> What you need to do: From the entries below, retype only the lines from the one with "Target: balcony" through the one with "Guideline: for every instance of the wrought", exactly as written.

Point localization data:
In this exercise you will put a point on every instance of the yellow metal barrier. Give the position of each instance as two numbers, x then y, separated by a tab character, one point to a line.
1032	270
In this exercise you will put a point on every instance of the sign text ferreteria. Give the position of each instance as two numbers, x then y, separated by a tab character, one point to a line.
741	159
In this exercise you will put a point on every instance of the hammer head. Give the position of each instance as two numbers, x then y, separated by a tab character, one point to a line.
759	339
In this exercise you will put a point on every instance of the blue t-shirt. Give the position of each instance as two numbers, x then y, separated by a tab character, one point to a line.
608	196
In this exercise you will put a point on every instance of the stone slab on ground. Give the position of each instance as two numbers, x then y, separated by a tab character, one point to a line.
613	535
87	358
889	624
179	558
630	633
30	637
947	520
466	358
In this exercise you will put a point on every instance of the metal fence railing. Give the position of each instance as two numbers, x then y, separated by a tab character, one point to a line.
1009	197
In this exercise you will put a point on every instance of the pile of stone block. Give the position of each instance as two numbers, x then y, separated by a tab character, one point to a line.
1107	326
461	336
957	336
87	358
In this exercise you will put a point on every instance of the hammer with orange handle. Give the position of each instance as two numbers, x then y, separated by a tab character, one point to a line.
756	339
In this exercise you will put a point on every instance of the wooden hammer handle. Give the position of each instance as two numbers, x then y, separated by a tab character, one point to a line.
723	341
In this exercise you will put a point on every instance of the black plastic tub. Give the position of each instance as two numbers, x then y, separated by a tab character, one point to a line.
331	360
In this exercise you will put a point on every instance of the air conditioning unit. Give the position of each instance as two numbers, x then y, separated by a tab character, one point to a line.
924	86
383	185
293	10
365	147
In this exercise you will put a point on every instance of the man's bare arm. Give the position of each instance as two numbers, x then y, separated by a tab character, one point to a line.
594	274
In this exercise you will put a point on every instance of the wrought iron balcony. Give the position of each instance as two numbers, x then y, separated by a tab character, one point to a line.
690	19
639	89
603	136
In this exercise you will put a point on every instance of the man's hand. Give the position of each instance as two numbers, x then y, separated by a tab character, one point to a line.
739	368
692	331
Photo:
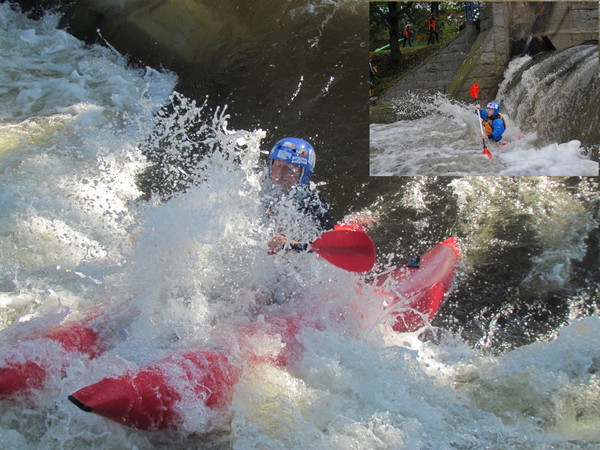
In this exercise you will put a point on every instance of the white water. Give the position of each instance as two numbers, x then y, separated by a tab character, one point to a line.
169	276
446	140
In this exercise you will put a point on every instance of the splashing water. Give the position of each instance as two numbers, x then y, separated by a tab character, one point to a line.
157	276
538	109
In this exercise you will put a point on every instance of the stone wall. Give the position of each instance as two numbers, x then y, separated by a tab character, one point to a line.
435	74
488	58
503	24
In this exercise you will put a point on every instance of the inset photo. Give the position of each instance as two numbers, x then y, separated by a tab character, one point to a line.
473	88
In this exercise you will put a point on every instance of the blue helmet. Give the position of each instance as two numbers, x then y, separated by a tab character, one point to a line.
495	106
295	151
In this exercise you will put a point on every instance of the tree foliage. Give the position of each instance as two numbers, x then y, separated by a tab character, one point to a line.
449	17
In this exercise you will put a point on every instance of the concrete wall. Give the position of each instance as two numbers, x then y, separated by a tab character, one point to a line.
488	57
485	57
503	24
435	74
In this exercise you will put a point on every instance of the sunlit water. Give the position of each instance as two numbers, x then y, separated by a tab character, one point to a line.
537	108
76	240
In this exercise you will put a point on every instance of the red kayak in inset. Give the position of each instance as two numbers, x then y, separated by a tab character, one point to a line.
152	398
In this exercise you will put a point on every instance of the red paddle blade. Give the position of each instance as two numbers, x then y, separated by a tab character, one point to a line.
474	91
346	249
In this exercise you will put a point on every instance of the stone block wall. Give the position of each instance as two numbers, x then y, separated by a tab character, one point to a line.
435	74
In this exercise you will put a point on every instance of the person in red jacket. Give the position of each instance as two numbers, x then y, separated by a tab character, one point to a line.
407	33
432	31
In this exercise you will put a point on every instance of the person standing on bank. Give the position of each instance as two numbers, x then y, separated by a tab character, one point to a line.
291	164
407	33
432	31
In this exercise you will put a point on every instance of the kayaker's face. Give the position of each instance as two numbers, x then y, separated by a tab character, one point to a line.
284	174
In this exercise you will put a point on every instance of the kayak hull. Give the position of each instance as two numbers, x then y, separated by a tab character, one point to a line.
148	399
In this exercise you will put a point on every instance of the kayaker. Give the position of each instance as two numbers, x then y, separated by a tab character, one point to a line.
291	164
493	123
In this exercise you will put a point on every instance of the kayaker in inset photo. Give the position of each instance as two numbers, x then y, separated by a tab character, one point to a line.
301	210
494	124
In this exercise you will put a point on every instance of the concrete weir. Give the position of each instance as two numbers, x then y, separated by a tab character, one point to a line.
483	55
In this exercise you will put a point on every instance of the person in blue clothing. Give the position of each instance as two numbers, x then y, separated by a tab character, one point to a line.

==

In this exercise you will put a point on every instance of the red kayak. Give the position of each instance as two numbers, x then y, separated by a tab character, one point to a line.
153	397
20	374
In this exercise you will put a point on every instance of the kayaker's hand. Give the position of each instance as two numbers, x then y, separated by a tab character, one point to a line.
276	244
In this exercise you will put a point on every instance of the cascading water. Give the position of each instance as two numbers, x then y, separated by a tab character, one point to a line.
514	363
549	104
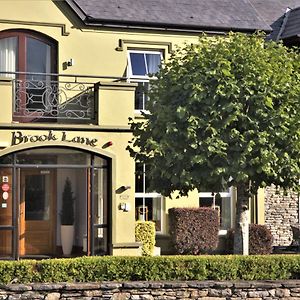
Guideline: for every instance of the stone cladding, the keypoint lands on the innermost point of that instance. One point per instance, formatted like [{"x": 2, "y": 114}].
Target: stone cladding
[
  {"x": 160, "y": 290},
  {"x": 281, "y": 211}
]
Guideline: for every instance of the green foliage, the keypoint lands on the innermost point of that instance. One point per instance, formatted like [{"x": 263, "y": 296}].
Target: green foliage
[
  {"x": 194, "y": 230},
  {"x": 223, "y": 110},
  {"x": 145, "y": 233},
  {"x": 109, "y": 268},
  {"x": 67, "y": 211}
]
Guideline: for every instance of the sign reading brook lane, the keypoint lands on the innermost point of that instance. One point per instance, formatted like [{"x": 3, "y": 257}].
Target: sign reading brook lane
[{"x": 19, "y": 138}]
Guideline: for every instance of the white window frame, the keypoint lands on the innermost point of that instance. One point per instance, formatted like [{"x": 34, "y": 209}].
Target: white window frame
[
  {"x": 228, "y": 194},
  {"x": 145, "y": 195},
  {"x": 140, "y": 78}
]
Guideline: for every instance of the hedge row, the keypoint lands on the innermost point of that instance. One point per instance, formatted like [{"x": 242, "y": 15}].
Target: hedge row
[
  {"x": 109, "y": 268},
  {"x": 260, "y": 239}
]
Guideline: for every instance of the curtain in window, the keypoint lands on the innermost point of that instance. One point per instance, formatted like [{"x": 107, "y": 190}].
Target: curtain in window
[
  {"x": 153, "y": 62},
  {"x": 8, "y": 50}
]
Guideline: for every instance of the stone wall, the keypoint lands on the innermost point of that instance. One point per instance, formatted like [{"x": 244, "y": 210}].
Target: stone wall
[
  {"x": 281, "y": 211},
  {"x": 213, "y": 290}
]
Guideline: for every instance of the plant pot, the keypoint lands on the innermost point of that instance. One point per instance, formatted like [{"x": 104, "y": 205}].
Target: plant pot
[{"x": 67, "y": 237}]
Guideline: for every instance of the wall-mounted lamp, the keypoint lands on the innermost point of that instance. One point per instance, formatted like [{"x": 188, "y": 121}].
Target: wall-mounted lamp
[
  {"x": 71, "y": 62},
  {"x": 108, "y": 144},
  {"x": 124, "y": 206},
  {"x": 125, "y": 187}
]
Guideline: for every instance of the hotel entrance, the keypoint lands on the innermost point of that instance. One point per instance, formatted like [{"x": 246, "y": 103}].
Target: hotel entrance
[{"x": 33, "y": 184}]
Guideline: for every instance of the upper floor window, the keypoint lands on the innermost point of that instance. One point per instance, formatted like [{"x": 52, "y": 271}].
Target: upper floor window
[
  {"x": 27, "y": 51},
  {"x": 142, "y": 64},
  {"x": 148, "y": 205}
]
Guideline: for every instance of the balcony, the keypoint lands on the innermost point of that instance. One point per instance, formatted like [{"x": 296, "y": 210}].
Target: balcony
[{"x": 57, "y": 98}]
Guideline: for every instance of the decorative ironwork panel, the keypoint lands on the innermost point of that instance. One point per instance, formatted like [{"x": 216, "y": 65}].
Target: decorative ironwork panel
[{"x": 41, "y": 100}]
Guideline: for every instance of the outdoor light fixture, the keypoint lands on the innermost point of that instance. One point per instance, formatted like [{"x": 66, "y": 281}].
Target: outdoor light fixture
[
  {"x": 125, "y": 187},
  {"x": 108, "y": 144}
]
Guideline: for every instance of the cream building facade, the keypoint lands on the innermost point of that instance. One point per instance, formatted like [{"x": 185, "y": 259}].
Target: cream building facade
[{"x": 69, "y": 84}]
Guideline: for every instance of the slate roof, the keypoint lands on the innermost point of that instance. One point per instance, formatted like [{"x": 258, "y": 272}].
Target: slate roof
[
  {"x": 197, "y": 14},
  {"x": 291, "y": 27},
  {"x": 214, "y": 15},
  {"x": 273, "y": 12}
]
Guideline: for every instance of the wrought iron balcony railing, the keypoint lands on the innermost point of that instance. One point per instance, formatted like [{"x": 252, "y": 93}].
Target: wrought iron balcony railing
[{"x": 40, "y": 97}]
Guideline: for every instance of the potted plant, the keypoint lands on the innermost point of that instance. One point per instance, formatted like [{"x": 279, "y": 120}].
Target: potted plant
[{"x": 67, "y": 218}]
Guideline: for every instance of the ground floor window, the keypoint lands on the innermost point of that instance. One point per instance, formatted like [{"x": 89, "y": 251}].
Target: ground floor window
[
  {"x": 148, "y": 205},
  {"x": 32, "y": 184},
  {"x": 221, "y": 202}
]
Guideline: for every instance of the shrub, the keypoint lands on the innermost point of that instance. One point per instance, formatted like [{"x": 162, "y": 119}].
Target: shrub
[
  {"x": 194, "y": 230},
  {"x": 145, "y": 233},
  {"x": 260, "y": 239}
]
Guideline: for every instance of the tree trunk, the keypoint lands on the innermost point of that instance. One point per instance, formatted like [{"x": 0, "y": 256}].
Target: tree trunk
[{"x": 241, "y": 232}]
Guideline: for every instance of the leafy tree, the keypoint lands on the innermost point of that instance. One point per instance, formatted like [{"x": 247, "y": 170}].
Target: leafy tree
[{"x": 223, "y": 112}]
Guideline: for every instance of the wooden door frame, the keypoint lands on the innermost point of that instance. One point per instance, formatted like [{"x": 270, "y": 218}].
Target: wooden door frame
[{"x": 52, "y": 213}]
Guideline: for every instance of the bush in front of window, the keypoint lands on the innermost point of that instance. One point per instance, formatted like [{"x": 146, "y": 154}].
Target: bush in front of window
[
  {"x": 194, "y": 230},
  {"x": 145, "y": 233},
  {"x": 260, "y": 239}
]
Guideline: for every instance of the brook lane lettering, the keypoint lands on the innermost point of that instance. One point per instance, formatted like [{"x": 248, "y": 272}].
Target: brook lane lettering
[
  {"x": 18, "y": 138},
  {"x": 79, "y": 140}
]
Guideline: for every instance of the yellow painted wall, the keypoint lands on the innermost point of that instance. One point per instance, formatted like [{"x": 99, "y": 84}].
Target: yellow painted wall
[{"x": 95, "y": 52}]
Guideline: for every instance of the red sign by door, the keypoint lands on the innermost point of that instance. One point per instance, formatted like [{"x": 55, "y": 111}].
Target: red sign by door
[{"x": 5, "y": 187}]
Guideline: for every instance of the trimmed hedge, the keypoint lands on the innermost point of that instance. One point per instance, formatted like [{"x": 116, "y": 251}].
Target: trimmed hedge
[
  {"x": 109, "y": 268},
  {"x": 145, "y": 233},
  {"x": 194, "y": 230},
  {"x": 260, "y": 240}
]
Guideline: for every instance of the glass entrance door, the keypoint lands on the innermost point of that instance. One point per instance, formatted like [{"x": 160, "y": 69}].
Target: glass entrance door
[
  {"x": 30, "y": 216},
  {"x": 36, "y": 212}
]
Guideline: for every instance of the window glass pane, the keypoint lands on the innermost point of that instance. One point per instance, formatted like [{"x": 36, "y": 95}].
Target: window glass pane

==

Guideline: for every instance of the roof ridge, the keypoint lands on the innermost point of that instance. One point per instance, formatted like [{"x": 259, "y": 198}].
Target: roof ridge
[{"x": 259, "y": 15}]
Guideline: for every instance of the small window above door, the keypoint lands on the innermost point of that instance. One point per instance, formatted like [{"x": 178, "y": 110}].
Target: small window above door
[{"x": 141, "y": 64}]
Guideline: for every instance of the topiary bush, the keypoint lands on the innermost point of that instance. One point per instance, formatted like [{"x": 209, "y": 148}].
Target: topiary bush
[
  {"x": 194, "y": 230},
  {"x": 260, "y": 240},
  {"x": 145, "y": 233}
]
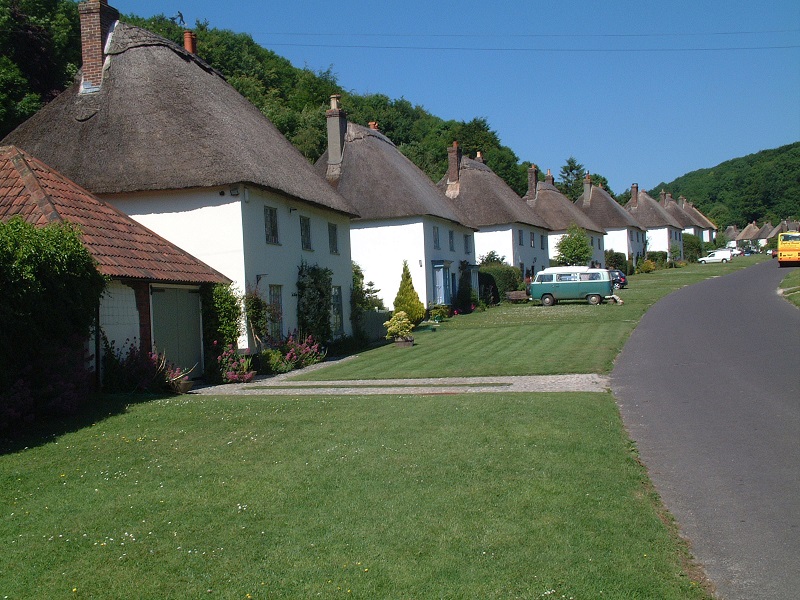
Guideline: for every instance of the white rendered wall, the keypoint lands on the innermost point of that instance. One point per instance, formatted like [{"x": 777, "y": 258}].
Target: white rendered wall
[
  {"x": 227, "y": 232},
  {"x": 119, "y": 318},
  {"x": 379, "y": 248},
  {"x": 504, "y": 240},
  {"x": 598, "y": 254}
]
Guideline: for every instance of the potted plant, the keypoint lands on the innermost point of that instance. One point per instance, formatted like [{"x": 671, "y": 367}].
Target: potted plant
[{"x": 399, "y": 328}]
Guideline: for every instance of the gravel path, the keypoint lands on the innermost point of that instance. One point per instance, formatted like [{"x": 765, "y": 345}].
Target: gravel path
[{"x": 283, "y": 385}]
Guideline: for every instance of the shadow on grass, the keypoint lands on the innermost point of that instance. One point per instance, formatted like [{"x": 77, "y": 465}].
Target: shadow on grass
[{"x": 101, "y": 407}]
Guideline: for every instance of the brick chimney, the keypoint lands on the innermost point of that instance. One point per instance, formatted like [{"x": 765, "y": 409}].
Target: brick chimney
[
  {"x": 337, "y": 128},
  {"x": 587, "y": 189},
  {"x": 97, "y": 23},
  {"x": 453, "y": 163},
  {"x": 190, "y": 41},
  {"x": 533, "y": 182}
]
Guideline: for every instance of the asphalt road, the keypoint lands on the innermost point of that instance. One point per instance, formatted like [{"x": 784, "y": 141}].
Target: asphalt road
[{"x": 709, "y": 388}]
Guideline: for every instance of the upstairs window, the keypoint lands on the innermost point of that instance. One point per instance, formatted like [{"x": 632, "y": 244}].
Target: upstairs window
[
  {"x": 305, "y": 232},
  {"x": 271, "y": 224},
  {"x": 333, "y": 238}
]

> Answer space:
Target: balcony
[{"x": 57, "y": 98}]
Guideline: for every instance of the decorative ironwork panel, the keypoint lands on the innermost point of that instance. One point per instance, formatted like [{"x": 216, "y": 65}].
Target: decorative ironwork panel
[{"x": 41, "y": 100}]
Guideline: for every instance of the outdoor light fixture, the keypoint lands on the innermost point of that instance. One point per instance, formatted like [{"x": 66, "y": 281}].
Target: outdoor light fixture
[
  {"x": 125, "y": 187},
  {"x": 108, "y": 144}
]
Guideline: for every instance of the cream building facade, the keypoint lands on the innermost point of that instance. One point per instance, formatted like [{"x": 185, "y": 259}].
Target: cream building facade
[{"x": 69, "y": 84}]
Guideline: for every instance of the slate roof, the keypoint lands on the innermost point of that instance. One point per instance, formatted like [{"x": 258, "y": 272}].
Target: slate roof
[
  {"x": 197, "y": 14},
  {"x": 291, "y": 27},
  {"x": 214, "y": 15},
  {"x": 273, "y": 12}
]
Guideline: for every instance of the wrought iron balcony railing, the keypoint lands on the innermost point of that instance. One point per instance, formatted like [{"x": 252, "y": 93}].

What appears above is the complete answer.